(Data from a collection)
☆ ☆ ☆ ☆ ☆
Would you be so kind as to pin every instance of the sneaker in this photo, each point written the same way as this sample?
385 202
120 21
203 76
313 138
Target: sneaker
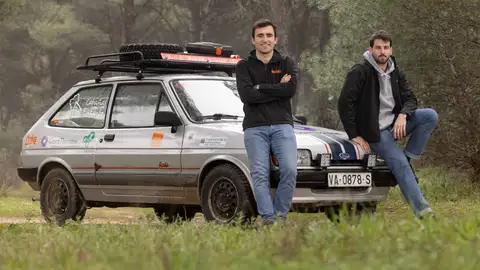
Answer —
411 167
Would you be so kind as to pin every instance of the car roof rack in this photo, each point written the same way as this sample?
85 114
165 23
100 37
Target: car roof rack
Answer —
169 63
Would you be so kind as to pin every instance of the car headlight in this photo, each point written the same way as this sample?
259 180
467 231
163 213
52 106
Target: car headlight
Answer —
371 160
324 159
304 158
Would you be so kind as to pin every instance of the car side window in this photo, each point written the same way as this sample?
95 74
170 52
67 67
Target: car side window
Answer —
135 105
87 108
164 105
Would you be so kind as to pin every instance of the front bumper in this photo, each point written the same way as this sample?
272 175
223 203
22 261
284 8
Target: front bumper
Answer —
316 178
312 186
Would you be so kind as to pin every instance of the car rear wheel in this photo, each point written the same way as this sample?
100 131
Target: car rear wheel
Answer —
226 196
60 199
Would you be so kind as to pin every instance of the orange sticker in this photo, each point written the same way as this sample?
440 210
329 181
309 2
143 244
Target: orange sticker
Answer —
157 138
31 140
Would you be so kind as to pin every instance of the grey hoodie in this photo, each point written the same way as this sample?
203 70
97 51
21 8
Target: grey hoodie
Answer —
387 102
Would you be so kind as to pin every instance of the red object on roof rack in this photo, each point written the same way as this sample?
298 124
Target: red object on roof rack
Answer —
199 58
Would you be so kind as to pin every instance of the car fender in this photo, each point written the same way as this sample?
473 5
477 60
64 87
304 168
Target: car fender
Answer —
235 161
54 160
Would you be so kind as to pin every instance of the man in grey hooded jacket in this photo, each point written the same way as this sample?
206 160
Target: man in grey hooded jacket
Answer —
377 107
☆ ☆ ☆ ☆ ☆
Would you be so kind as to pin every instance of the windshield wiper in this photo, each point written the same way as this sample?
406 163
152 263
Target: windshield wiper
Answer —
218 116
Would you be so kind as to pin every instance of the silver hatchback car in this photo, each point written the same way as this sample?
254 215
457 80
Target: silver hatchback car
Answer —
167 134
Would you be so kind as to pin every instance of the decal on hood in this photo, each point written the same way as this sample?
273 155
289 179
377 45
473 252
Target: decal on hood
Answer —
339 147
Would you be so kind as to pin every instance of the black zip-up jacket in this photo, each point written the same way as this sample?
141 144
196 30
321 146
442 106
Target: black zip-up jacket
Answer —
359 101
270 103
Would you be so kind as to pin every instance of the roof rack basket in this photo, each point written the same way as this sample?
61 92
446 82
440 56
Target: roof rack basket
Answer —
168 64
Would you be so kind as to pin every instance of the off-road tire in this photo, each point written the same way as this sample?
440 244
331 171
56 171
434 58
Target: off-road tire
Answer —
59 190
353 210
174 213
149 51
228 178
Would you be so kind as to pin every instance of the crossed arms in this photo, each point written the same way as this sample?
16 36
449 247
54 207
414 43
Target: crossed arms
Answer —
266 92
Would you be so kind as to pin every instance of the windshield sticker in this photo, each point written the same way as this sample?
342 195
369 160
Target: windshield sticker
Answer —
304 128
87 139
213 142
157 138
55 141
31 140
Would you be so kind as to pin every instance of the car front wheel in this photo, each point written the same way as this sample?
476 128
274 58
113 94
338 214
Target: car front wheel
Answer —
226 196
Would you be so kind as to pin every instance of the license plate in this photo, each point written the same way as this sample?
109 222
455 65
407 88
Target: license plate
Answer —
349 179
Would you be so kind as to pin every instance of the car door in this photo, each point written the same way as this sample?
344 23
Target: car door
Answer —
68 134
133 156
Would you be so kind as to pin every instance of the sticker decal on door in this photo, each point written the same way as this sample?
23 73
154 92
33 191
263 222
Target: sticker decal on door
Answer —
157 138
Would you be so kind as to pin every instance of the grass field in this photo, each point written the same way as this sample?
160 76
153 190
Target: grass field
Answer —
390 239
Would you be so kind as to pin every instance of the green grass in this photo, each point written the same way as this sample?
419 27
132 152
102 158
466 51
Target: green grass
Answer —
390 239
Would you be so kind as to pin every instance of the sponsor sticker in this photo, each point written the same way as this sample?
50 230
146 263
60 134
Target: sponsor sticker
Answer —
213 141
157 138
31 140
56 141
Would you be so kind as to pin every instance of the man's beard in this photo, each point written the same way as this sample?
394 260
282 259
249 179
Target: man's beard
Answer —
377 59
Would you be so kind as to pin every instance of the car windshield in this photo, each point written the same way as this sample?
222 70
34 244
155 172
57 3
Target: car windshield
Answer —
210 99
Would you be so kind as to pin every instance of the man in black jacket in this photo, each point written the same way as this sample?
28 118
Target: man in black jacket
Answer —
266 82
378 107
☆ ☆ ☆ ☆ ☆
> **Stated task**:
Count the lines in the data above that contain the string "roof", treating uppercase and lowercase as different. Give only the number.

> **Final answer**:
6